__EXERCISE REQUIREMENTS__
- 1) Answer these questions from the article on McIlroy's repeat Masters win:
(a) Which three men had won consecutive Masters before McIlroy?
(b) What name do listeners use for No Laying Up host Chris Solomon?
(c) Whose 2023 victory is the only Masters in the last five not won by McIlroy or Scheffler?
- 2) Continue the article on McIlroy's second Masters win, starting after its last sentence.

Golf15 Apr 20263 min read

No Laying Up on Rory's Repeat: 'A Clear Statement' From McIlroy at Augusta

Rory McIlroy is the first player in 24 years to win back-to-back Masters, and the No Laying Up podcast unpacked what the 2026 victory means for his place behind only Tiger Woods in the modern game.

No Laying Up on Rory's Repeat: 'A Clear Statement' From McIlroy at Augusta

Key Takeaways

  • 1.The win is his sixth major championship, drawing him level with Lee Trevino, Phil Mickelson and Faldo, and pulls him clear of Brooks Koepka in the conversation about the best player of the post-Tiger era.
  • 2."Rory's played 17 majors since the start of 2022," he said.
  • 3.He's just playing all-world golf for the last four years." McIlroy and Scheffler have now won four of the last five Masters between them, with Jon Rahm's 2023 victory the only outlier.

Rory McIlroy's back-to-back Masters titles have placed him in genuinely rarefied company, and the No Laying Up podcast spent its post-tournament show working through what the 2026 green jacket means for the Northern Irishman's place in the modern game.

McIlroy is the first player in 24 years to repeat at Augusta National, joining Jack Nicklaus, Nick Faldo and Tiger Woods as only the fourth man ever to win consecutive Masters. The win is his sixth major championship, drawing him level with Lee Trevino, Phil Mickelson and Faldo, and pulls him clear of Brooks Koepka in the conversation about the best player of the post-Tiger era.

No Laying Up host Chris Solomon, known to listeners as Soly, said the second green jacket landed differently to last year's career-defining first.

"We are living in a world where Rory McIlroy is a two-time Masters champion," Solomon said. "What a world that is. Six-time major champion, two-time Green Jacket winner. It's a statement. It is a clear statement."

Co-host TC, brought in as the show's data and history processor, suggested McIlroy's day was less about a final-round charge than a long battle to hang on as challengers came and went.

__RECORD EXTRACTS__
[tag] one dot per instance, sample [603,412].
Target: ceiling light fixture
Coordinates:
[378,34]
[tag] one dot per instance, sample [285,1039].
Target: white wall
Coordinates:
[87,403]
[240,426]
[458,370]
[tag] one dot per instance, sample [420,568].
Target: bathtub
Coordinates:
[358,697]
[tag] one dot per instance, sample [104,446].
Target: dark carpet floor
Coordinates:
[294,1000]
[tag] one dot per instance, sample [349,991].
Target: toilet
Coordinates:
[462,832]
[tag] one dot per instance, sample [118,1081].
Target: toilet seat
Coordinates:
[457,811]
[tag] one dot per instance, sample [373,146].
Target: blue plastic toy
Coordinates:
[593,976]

--

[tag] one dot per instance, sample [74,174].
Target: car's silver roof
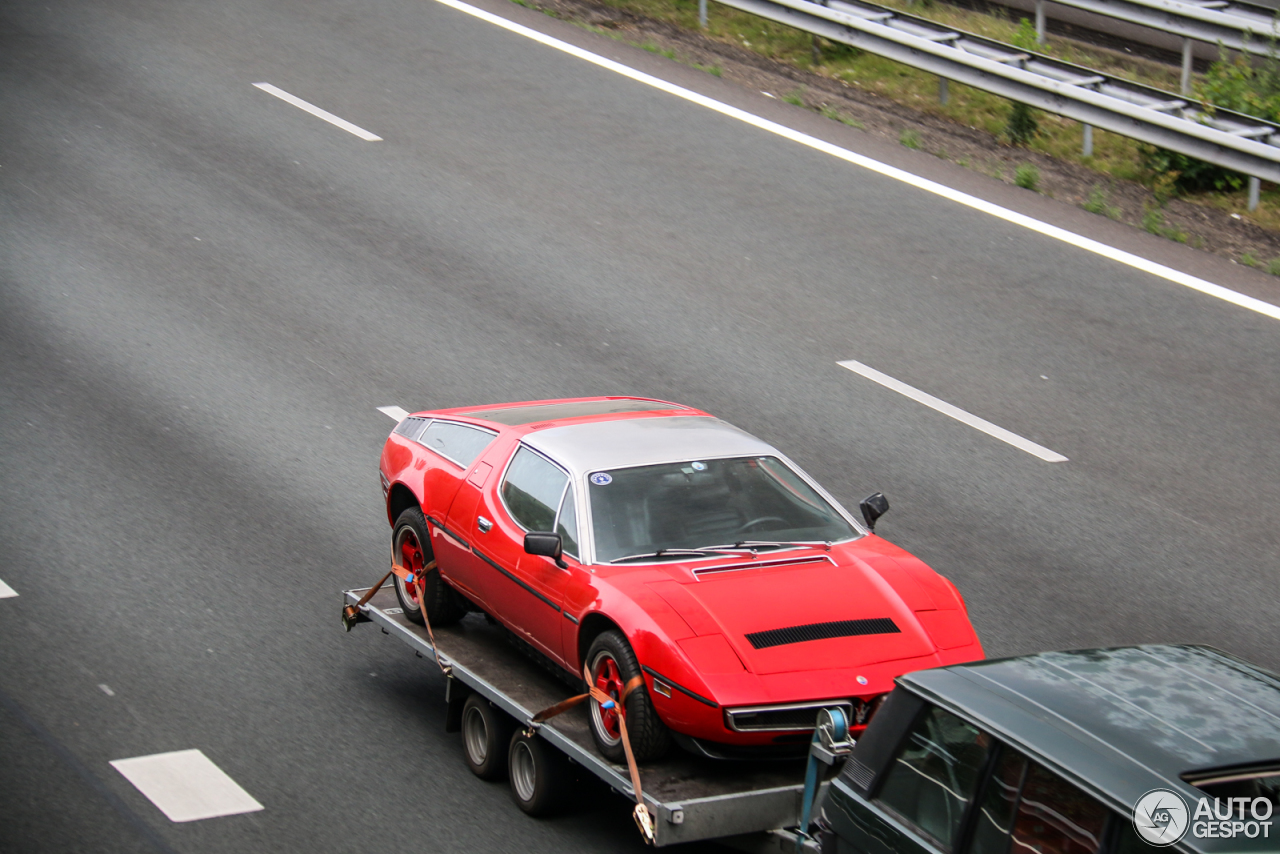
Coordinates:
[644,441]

__SOLVED TASKS__
- 1)
(a) Jack Nicklaus, Nick Faldo and Tiger Woods.
(b) Soly.
(c) Jon Rahm's.

- 2)
"Rory hit the shot on 12," he said. "It was a capitulation by a lot of guys down the stretch today, but Rory hit the shot on 12." Justin Rose, Cameron Young and world No. 1 Scottie Scheffler all spent stretches of the back nine within striking distance, but each fell away as the Northern Irishman steadied himself.

The stat that drew the loudest reaction in the studio came from data provider Data Golf, which had McIlroy's win probability as high as 69 per cent on Friday and as low as 11 per cent on Sunday. Solomon admitted he had given up on Rory at the low ebb before the final-round resurgence, before pointing out that history had warned them not to call any major over until the trophy ceremony.

The podcast also placed the win inside a broader run of major form that Solomon argued is now without parallel outside Scheffler.

"Rory's played 17 majors since the start of 2022," he said. "He has missed two cuts. His average finish in the others is ninth. He averages a top 10 at the majors now, which is bananas. He's got seven top fives in that stretch. He's just playing all-world golf for the last four years."

McIlroy and Scheffler have now won four of the last five Masters between them, with Jon Rahm's 2023 victory the only outlier. Solomon said the duopoly hosts had been building towards on the show for two seasons had finally arrived: "It's Rory and it's Scottie, and they're going to win all the majors."

There was also a note of caution about how the second jacket changes the emotional register of McIlroy's career. "You only have a certain amount of excitement you could have for somebody to win a green jacket, and it was 100 out of 10 last year," Solomon said. "He could win five in a row and it wouldn't mean as much as that first one did in terms of emotional investment into that."

The show's final number set the longer horizon: the next rung up the major-winners ladder is seven, occupied historically by Harry Vardon, Bobby Jones, Gene Sarazen, Sam Snead and Arnold Palmer. Solomon noted the absence of any modern names on that list - and that McIlroy will arrive at Aronimink next month with the chance to put one there.